__TASK OBJECTIVE__:
Please reproduce, word for word, the part of the records below that opens with the line containing "Question. Mark every instance of the coach headlight" and closes with the line containing "x=192 y=112", both lines included.

__PROVIDED MATERIAL__:
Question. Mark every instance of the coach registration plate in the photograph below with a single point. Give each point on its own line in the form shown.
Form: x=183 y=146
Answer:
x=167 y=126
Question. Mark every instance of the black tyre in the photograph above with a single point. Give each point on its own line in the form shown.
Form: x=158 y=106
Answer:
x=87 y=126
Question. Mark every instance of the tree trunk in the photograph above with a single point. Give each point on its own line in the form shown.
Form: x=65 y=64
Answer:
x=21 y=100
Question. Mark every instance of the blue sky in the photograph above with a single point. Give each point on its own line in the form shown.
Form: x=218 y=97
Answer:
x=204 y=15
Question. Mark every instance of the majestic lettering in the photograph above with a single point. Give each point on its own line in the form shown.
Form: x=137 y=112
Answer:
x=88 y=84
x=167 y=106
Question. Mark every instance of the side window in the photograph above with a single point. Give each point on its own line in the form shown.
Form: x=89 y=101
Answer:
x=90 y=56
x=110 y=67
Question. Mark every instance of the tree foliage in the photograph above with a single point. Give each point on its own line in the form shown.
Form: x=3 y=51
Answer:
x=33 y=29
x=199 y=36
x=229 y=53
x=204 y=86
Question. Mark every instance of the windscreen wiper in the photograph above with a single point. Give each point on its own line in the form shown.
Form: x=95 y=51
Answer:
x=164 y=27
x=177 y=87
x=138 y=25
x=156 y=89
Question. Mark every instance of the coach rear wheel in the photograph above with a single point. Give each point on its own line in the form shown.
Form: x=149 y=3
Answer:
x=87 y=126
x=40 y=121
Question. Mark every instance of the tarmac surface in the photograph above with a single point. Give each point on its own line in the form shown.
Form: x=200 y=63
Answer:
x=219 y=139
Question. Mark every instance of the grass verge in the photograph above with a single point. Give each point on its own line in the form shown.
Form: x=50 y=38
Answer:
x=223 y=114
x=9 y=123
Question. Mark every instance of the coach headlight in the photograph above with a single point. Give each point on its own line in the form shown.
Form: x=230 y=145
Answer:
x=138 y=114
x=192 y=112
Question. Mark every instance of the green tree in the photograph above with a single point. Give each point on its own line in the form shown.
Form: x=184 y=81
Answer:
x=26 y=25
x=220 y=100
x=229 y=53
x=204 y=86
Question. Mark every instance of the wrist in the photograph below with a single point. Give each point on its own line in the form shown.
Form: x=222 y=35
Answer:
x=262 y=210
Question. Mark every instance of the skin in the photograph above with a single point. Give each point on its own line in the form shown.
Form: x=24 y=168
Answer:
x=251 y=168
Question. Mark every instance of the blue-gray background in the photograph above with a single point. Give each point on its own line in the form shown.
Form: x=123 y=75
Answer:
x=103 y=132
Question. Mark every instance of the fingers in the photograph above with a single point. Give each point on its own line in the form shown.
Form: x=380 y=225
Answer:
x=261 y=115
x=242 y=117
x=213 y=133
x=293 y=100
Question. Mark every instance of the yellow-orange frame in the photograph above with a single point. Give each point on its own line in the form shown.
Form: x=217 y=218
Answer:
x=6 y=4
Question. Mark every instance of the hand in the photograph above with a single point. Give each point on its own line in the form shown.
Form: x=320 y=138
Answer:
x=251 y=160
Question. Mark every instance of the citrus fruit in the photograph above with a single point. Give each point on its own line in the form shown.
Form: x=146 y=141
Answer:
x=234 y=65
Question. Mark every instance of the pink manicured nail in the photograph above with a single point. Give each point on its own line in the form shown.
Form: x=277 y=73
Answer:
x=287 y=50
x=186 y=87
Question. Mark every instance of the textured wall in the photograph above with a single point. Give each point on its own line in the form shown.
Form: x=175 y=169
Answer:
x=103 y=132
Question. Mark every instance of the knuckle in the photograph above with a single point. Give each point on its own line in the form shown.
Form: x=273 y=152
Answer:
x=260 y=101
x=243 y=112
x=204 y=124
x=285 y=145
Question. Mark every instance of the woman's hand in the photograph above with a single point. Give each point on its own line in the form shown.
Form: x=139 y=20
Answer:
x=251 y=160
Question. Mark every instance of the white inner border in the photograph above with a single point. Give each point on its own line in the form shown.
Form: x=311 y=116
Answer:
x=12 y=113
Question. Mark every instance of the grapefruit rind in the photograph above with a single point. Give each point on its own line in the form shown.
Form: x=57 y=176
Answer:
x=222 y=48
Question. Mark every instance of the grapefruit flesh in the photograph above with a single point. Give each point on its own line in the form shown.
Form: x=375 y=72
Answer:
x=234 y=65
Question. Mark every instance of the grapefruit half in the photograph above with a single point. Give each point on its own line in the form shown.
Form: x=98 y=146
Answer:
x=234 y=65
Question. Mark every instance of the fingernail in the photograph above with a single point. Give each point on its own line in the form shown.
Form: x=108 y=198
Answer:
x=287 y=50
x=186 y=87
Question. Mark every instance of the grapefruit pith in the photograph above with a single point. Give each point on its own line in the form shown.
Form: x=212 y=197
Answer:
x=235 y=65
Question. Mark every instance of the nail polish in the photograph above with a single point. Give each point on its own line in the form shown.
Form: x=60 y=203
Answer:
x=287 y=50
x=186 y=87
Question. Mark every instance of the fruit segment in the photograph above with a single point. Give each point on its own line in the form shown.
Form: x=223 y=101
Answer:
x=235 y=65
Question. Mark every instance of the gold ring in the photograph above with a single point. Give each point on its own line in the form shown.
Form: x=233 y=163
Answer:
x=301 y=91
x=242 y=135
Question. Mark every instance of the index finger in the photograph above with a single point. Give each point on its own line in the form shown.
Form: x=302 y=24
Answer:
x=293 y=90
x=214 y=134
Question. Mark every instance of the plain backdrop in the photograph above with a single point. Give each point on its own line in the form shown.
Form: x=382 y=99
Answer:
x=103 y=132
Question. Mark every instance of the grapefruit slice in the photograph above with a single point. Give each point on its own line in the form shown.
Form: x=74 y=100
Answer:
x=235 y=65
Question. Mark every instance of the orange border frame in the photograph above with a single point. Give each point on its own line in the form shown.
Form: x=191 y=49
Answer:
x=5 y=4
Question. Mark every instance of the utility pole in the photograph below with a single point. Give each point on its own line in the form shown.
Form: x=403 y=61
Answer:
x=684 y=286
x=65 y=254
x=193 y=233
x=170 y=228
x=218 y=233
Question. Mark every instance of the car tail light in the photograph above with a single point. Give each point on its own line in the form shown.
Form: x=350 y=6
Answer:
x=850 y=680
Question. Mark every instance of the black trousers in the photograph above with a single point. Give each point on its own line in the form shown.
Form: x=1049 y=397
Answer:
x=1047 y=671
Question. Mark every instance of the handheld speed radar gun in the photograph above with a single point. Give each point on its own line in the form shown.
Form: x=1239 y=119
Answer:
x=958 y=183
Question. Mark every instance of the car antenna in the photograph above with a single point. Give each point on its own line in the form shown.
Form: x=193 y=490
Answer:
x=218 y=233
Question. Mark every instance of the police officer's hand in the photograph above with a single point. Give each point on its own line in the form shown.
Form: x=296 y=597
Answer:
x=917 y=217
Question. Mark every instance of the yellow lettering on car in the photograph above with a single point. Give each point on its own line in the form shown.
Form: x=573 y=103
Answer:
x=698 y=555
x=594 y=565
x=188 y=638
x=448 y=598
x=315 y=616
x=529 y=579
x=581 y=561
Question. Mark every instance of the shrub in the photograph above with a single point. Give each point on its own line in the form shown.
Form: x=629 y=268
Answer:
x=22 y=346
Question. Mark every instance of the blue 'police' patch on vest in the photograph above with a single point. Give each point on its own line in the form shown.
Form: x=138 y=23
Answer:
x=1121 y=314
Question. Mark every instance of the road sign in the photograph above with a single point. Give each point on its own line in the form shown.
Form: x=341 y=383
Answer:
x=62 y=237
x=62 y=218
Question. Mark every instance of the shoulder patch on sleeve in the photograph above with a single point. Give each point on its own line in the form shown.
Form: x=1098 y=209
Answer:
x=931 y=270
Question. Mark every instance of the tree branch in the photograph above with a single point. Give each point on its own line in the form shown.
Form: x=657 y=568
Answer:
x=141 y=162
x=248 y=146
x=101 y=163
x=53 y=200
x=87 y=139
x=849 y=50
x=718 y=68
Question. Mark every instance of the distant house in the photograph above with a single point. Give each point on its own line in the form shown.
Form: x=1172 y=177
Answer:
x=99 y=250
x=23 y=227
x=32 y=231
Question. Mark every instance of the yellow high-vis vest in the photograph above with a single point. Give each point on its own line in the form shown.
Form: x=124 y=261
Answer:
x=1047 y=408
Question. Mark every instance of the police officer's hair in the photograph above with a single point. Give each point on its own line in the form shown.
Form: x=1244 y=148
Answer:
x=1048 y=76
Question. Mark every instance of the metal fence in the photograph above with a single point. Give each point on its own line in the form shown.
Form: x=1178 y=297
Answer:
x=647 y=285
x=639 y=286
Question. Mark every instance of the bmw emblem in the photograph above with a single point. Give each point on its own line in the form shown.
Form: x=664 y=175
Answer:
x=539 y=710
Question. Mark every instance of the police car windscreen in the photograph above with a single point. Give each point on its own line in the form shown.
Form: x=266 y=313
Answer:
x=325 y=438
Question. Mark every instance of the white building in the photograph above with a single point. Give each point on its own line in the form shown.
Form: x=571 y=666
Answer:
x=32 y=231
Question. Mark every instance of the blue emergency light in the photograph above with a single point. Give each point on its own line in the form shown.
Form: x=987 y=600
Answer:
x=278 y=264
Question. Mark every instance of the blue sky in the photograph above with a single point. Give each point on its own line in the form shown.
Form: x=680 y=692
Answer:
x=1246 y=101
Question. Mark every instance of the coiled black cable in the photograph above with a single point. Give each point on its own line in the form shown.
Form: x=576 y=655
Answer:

__COMPLETE RESPONSE__:
Question. Mark every instance of the coach headlight in the photograph above with a single point. Give each point on its own line in the form shown.
Form: x=230 y=145
Answer:
x=138 y=114
x=192 y=112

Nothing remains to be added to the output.